_SET TASK A_. Repeat the lines from the entries below without any change, starting with the line that contains "Note to the class: identify the eyebrow" and going on through the last line of the entries.
[begin SELECTED EXTRACT]
# Problem solved



## 104305 (May 6, 2007)

Regular browsers to the Hymer forum will remember some time ago I encountered a problem with my 240V ac hook up supply. I eventually traced the problem to a faulty MCB on the consumer unit installed in the wardrobe on my Hymer 644G 2002 motorhome. The MCB in question was a solitary 2 pole 10amp unit which in itself is a questionable installation as it supplied not only the transformer/rectifier but the sockets and the fridge. This meant that in the event of a MCB failiure all these items were out of action. Ive since installed 2 separate MCB's to balance out the 240V items. I think this is a better way than what was installed I guess by Hymer. My 240V is up and running now without having to go to Brownhills. After I had initially told them of the problem they said that they would have to contact Germany for a new entire unit costing in excess of £300 inc fitting. My 2 MCB's from a local electrical wholesaler cost less than £20.


----------



## bigbazza (Mar 6, 2008)

Nice post longdistancerunner. I'm not a Hymer owner but I would definitely check this out if I was. I thought the German engineering etc was superior  
Cheers
Barry


----------



## pieterv (Feb 3, 2009)

Glad you got it sorted (and cheap as well!).

Not sure if this reflects badly on Hymer quality though. Things do break.

I don't quite see why it is a questionable installation to have all mains go through one MCB, but do agree that 10A is a bit low.


----------



## LittleGreyCat (Jun 22, 2008)

Interesting - IIRC "Volts * Amps = Watts" so a 10 amp circuit should support 2.2 - 2.4 Kw (depending on where your supply sits between 220v and 240v).

<pieterv>
13 amp domestic ring main is normally fused at 30 amps.
13 amp domestic spur is normally fused at 20 amps.
These are based on 2.5mm twin+earth cabling installed as per current (ever changing) regulations.

I believe there are issues if the cabling is not in an air gap (for instance in a cavity wall with cavity insulation) where the heat from the cable cannot dissipate as well.
[end SELECTED EXTRACT]
[begin DATASET RECORDS]
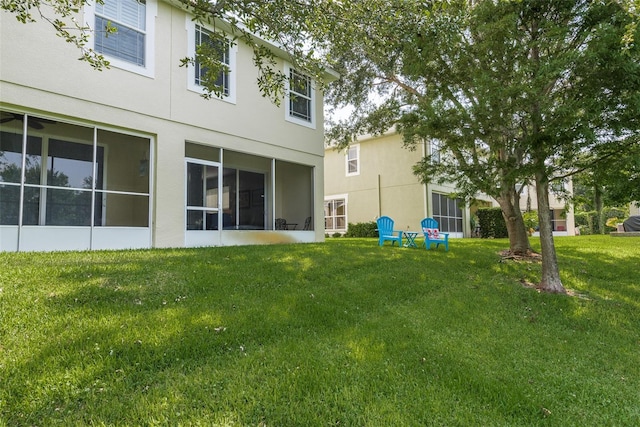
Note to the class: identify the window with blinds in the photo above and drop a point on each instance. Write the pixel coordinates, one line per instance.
(128, 17)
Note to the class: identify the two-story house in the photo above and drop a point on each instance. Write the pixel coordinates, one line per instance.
(134, 156)
(374, 177)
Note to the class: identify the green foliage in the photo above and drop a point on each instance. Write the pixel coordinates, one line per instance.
(343, 332)
(492, 224)
(586, 221)
(362, 229)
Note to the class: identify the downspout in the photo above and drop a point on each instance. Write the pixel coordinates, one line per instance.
(425, 186)
(379, 198)
(25, 129)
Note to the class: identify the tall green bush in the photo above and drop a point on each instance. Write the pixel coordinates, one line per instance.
(492, 223)
(362, 229)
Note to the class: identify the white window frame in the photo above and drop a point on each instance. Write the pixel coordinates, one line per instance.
(191, 69)
(148, 69)
(435, 148)
(343, 197)
(349, 159)
(288, 69)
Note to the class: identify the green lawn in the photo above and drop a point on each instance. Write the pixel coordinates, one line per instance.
(341, 333)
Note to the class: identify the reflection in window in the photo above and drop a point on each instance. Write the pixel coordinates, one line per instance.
(59, 177)
(447, 212)
(300, 99)
(335, 214)
(129, 18)
(70, 164)
(221, 53)
(353, 161)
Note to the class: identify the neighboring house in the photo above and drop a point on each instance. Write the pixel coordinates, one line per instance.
(374, 177)
(134, 156)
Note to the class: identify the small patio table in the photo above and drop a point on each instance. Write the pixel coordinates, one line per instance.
(411, 239)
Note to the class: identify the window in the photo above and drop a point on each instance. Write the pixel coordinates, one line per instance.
(222, 52)
(447, 212)
(435, 151)
(300, 104)
(131, 47)
(353, 160)
(128, 17)
(220, 49)
(73, 176)
(335, 214)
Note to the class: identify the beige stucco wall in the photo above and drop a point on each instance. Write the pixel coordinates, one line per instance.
(40, 74)
(386, 185)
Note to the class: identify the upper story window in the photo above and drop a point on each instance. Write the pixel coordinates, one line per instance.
(221, 49)
(300, 98)
(353, 160)
(131, 46)
(222, 52)
(435, 151)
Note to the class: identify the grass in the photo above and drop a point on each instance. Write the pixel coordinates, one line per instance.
(340, 333)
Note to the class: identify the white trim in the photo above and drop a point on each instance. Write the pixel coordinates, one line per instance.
(346, 159)
(148, 70)
(288, 117)
(191, 69)
(344, 197)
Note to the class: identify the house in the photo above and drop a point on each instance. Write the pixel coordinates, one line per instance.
(134, 156)
(374, 177)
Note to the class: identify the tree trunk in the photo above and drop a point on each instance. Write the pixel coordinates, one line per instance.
(598, 204)
(550, 272)
(509, 202)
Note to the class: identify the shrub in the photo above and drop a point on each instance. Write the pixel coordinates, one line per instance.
(362, 229)
(492, 223)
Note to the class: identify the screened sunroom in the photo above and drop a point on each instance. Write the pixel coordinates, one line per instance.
(66, 186)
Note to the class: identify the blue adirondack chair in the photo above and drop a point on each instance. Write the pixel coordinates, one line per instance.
(386, 231)
(433, 235)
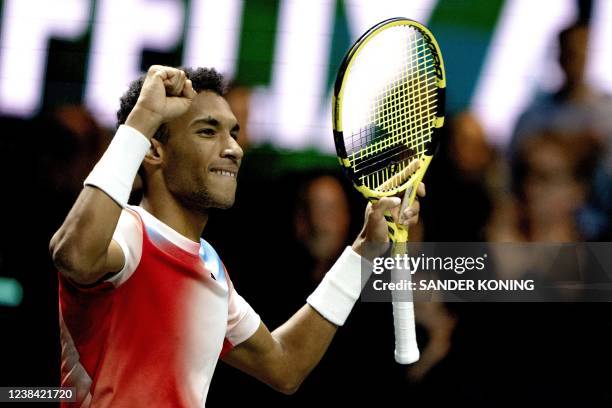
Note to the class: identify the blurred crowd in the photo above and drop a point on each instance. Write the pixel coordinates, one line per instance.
(295, 214)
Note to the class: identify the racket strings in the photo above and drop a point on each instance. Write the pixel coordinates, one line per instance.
(401, 115)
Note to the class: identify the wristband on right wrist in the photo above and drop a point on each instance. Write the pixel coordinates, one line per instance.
(115, 172)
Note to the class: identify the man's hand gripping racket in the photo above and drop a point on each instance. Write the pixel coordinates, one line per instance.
(388, 108)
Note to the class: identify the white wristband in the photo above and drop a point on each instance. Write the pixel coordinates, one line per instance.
(115, 172)
(337, 293)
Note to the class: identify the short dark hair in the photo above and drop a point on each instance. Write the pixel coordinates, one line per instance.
(202, 79)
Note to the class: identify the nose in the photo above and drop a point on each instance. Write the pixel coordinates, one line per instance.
(232, 149)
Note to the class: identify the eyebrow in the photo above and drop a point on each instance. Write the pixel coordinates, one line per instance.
(213, 122)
[end DATASET RECORDS]
_SET TASK B_. Transcribe word for word the passage of the forum thread above about a Hymer motorhome's faulty MCB, starting with "Nice post longdistancerunner." and going on through "cheap as well!).".

_WORKED ANSWER A_.
Note to the class: identify the eyebrow in the photo above and drop a point on each instance. Write the pixel coordinates, one line per instance.
(213, 122)

_WORKED ANSWER B_.
Nice post longdistancerunner. I'm not a Hymer owner but I would definitely check this out if I was. I thought the German engineering etc was superior  
Cheers
Barry


----------



## pieterv (Feb 3, 2009)

Glad you got it sorted (and cheap as well!).